Rewrite everything from the row containing "Extract palm tree" down through the last of the rows below, replacing "locations" with "positions" and keeping everything else unchanged.

——

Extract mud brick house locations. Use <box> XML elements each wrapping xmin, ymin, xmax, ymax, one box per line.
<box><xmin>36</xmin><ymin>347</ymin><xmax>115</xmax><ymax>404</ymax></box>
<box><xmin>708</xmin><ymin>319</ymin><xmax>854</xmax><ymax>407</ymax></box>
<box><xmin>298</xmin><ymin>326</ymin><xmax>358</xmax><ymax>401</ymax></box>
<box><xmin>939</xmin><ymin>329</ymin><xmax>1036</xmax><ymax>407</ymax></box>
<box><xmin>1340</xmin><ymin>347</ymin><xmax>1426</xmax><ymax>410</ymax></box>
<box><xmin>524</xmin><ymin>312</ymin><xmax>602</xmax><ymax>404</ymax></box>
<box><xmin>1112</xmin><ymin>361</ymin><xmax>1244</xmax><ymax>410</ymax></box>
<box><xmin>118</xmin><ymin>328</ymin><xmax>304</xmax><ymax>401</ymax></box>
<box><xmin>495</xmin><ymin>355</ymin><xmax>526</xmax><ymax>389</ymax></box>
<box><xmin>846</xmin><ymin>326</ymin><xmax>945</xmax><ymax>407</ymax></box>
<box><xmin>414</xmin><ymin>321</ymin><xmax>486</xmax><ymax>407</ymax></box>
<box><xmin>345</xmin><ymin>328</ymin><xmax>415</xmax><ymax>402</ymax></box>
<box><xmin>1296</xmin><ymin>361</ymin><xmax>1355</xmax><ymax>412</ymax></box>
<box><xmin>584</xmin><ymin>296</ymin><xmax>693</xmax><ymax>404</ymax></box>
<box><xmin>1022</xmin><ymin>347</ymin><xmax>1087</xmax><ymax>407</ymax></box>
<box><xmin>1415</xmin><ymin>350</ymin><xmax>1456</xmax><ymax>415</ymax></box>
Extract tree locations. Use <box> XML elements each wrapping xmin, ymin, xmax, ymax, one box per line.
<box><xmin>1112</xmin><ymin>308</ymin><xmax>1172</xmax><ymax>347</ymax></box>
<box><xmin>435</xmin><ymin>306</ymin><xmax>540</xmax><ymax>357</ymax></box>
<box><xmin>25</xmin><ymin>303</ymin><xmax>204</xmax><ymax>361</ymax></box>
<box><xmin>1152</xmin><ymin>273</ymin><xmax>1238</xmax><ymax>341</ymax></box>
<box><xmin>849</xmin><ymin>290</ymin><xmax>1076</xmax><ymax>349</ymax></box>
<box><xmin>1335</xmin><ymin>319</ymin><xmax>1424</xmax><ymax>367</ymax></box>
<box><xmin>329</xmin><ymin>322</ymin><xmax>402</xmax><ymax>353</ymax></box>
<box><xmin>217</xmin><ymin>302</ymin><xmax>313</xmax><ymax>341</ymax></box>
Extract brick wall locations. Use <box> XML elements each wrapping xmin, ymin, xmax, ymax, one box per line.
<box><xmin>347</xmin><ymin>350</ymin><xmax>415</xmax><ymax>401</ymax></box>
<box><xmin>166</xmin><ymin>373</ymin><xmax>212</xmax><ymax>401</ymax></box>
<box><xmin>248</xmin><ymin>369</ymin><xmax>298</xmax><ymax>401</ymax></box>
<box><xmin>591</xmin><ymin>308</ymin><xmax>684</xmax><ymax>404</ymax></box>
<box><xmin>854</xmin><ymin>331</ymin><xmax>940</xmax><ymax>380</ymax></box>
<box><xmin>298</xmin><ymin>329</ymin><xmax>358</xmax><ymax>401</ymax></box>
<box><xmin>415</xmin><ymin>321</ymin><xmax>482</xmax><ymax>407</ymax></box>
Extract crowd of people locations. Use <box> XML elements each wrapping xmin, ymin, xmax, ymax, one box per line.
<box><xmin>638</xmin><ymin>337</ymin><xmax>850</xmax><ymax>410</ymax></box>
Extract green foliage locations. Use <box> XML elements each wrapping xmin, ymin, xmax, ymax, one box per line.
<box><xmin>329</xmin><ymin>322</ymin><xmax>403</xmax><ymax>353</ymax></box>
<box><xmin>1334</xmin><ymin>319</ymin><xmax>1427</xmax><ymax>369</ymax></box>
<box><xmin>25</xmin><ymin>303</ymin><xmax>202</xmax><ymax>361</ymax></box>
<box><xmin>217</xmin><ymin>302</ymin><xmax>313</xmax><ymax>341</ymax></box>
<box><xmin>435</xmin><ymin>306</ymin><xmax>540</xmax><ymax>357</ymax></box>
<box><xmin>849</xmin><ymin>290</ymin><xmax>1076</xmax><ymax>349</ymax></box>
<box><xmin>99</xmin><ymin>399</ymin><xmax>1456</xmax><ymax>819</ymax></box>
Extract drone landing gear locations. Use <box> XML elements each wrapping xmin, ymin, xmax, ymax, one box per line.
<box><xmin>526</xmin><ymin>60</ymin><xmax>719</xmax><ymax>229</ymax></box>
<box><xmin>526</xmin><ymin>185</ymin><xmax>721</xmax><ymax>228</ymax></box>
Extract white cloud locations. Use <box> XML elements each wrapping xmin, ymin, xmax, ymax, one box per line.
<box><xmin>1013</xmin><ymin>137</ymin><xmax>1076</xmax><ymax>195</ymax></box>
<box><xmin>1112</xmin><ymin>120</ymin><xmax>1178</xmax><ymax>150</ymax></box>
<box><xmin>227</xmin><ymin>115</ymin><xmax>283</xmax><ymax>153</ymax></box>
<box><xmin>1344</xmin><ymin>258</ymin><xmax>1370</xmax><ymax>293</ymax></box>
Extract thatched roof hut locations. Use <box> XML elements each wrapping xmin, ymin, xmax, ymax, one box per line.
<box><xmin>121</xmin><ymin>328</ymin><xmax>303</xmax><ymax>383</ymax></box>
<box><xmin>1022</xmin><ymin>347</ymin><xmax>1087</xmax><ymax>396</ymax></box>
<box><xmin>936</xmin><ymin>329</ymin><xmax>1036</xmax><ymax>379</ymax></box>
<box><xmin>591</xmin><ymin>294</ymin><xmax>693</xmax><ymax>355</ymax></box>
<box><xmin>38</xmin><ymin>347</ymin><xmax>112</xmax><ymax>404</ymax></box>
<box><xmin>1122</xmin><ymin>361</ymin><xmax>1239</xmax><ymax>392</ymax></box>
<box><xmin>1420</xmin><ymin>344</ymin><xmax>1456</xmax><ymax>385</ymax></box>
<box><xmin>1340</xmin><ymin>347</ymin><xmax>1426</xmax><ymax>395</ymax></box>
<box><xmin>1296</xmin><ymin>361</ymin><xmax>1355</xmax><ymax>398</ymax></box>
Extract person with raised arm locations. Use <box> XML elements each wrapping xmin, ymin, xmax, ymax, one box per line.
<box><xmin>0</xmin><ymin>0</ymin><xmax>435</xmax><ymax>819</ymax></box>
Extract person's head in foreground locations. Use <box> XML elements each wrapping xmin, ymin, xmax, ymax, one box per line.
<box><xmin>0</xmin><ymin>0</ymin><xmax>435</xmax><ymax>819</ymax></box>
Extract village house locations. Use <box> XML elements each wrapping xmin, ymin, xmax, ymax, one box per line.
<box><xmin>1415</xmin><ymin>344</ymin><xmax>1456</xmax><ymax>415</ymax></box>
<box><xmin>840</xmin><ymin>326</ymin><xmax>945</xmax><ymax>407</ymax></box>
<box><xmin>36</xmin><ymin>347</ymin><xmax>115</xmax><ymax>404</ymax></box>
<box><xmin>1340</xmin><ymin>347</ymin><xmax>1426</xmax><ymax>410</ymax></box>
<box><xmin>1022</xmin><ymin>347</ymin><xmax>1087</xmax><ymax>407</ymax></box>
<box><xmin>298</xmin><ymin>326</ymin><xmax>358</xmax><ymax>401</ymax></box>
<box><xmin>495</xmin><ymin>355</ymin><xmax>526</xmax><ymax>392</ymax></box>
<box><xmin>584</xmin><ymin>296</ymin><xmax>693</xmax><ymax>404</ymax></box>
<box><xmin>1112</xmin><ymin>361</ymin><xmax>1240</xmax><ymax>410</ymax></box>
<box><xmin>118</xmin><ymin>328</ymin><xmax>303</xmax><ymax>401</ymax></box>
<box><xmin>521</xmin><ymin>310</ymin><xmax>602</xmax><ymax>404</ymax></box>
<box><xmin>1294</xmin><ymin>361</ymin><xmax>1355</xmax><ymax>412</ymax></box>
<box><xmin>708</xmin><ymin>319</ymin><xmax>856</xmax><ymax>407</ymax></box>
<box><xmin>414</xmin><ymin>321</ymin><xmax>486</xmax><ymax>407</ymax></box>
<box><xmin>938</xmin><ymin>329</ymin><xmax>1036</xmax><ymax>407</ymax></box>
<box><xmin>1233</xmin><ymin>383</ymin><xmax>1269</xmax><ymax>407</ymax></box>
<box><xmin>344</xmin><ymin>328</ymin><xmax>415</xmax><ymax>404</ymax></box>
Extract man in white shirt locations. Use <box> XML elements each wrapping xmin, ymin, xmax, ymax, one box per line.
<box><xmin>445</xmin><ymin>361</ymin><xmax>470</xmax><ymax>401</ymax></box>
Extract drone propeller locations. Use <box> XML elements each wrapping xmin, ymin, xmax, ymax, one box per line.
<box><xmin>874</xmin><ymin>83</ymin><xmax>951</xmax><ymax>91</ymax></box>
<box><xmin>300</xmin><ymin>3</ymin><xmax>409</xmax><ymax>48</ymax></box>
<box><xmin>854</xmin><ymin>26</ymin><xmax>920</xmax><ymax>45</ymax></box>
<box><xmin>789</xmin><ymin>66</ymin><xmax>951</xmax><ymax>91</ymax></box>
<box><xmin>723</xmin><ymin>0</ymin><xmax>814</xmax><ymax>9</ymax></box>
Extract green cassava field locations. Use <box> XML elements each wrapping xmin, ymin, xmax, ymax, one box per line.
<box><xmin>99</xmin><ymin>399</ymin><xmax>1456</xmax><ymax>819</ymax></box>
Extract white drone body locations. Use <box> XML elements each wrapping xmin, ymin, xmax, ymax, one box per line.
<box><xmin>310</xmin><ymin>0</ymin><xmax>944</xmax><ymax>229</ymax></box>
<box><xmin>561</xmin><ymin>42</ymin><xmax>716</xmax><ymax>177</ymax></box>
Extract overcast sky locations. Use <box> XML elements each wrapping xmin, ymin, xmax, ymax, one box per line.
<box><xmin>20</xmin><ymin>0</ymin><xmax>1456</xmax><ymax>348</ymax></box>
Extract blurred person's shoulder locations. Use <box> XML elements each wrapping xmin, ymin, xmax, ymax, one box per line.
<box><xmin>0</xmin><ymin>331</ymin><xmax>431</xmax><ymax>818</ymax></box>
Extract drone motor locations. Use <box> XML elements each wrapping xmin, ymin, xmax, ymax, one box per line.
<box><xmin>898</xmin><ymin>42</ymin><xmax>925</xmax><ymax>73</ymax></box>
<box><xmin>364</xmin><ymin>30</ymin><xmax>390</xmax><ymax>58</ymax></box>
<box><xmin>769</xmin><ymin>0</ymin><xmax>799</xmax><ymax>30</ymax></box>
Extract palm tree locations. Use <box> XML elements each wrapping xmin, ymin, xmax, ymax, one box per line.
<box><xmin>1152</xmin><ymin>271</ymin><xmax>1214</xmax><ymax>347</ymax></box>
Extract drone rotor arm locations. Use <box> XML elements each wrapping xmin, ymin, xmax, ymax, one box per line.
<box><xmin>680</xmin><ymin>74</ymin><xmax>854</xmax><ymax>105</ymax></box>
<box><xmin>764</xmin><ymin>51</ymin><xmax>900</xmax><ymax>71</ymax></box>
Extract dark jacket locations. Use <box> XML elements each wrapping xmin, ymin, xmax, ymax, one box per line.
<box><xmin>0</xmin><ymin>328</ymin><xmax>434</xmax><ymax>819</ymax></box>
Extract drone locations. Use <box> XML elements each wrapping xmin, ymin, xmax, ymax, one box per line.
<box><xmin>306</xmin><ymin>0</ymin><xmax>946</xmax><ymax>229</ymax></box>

——

CORRECT ANSWER:
Extract palm tree positions. Use <box> XML elements each wrapping xmin, ymin, xmax, ymax, one box per line.
<box><xmin>1152</xmin><ymin>271</ymin><xmax>1214</xmax><ymax>347</ymax></box>
Extract drone rotor arm positions. Use <box> XML elements each wrapping xmin, ymin, xmax, ymax, one box per line.
<box><xmin>680</xmin><ymin>74</ymin><xmax>854</xmax><ymax>105</ymax></box>
<box><xmin>764</xmin><ymin>51</ymin><xmax>900</xmax><ymax>71</ymax></box>
Extract dark jacket positions. Use <box> XML elements each wrapping xmin, ymin, xmax, ymax, one box per line.
<box><xmin>0</xmin><ymin>328</ymin><xmax>434</xmax><ymax>819</ymax></box>
Extract drone positions. Use <box> XML elements each wrapping xmin, ymin, xmax, ymax, one box per line.
<box><xmin>306</xmin><ymin>0</ymin><xmax>946</xmax><ymax>229</ymax></box>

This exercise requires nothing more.